Task requirements
Each entry below is to be transcribed exactly.

Stored entries

==========

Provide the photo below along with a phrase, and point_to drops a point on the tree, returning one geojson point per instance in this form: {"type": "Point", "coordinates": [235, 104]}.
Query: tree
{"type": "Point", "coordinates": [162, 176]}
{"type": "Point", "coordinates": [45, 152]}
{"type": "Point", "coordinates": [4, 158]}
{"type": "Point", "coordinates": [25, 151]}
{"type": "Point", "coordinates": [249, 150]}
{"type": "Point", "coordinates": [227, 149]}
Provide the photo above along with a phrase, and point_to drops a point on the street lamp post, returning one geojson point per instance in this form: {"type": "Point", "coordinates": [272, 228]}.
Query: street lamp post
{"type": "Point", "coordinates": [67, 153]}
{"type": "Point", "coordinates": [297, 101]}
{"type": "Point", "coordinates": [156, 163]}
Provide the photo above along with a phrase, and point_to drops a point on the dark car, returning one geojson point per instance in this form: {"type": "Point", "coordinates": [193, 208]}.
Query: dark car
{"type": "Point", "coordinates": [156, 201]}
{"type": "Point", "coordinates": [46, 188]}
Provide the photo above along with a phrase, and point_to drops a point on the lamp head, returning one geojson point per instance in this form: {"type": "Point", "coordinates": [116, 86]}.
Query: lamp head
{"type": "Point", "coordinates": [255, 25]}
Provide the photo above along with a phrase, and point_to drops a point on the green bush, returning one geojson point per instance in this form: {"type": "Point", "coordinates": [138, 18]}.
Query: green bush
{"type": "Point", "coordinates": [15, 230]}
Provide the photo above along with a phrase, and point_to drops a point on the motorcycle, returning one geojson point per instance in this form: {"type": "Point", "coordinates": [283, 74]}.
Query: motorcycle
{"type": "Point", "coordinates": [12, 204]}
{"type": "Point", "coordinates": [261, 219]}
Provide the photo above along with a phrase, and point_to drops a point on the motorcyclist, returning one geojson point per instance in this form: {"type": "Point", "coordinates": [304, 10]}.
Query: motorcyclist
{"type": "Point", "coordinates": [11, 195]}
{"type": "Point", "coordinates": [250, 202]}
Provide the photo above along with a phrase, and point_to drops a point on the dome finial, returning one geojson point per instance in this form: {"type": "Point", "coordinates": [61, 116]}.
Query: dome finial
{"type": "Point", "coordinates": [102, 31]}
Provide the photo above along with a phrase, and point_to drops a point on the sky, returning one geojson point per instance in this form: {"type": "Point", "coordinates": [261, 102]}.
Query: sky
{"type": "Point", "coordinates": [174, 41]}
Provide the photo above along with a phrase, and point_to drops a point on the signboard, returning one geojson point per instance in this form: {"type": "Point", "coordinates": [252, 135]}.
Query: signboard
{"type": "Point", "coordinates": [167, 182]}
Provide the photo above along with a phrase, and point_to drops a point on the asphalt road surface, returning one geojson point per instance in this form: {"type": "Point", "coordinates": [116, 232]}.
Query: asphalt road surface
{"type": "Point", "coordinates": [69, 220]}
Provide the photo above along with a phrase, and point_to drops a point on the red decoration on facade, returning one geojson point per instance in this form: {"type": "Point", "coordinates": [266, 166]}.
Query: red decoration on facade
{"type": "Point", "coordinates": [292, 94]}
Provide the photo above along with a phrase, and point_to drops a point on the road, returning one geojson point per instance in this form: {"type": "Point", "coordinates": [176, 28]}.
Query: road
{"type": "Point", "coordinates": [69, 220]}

==========

Task response
Provide the photo below along with a phrase, and point_to drops a point on the tree, returning one geojson point per instance in this form: {"type": "Point", "coordinates": [235, 104]}.
Query: tree
{"type": "Point", "coordinates": [162, 176]}
{"type": "Point", "coordinates": [45, 152]}
{"type": "Point", "coordinates": [4, 158]}
{"type": "Point", "coordinates": [25, 151]}
{"type": "Point", "coordinates": [249, 150]}
{"type": "Point", "coordinates": [227, 149]}
Provide the photo above along with a phrase, and point_to drops a point on the street lamp post, returning one geojson point per instance in this form: {"type": "Point", "coordinates": [272, 228]}.
Query: street lamp post
{"type": "Point", "coordinates": [67, 153]}
{"type": "Point", "coordinates": [297, 101]}
{"type": "Point", "coordinates": [156, 163]}
Provide the photo above along with a phrase, and point_to drops a point on the dark car, returning one geojson point per instance in this form: {"type": "Point", "coordinates": [193, 208]}.
Query: dark car
{"type": "Point", "coordinates": [156, 201]}
{"type": "Point", "coordinates": [46, 188]}
Provide the photo above along with a phrase, and point_to drops a point on the lamp head, returning one geojson point per instance in this form: {"type": "Point", "coordinates": [116, 86]}.
Query: lamp head
{"type": "Point", "coordinates": [255, 25]}
Provide the photo above along with a phrase, and point_to drops a point on the green bush, returning one geojson point per instance in this form: {"type": "Point", "coordinates": [138, 18]}.
Query: green bush
{"type": "Point", "coordinates": [15, 230]}
Provide the photo above along with a phrase, and point_to drops a point on the motorcycle, returning one geojson point per instance in this form: {"type": "Point", "coordinates": [283, 74]}.
Query: motorcycle
{"type": "Point", "coordinates": [12, 204]}
{"type": "Point", "coordinates": [261, 219]}
Provide the photo above along with a phrase, and point_to drops a point on the motorcyclist, returning one geojson point per instance in this form: {"type": "Point", "coordinates": [304, 10]}.
Query: motorcyclist
{"type": "Point", "coordinates": [11, 195]}
{"type": "Point", "coordinates": [250, 202]}
Provide the photo above along with a phrase, and point_to drops a point on the dome finial, returning one geojson point per instance in this form: {"type": "Point", "coordinates": [61, 116]}.
Query: dome finial
{"type": "Point", "coordinates": [102, 31]}
Provide the photo above along with a phrase, and point_to drops a point on the sky, returning one geojson point per instance in this form: {"type": "Point", "coordinates": [261, 102]}.
Query: sky
{"type": "Point", "coordinates": [174, 41]}
Provide the photo above along with a phrase, and point_to drops a point on the signboard, returning one geojson point per instance in this form: {"type": "Point", "coordinates": [252, 135]}.
Query: signboard
{"type": "Point", "coordinates": [167, 182]}
Provide the photo above along with a phrase, and point_to drops a point on the asphalt road surface, returning one geojson point per instance in this form: {"type": "Point", "coordinates": [116, 232]}.
Query: asphalt road surface
{"type": "Point", "coordinates": [69, 220]}
Provide the photo above along with a phrase, and point_to drops a point on the red decoration on facade, returning one geojson point per instance in this form: {"type": "Point", "coordinates": [266, 166]}.
Query: red decoration on facade
{"type": "Point", "coordinates": [292, 94]}
Provide the photo above along with a phrase, and point_to drops a point on the road, returning one geojson point per instance in this form: {"type": "Point", "coordinates": [176, 28]}.
Query: road
{"type": "Point", "coordinates": [69, 220]}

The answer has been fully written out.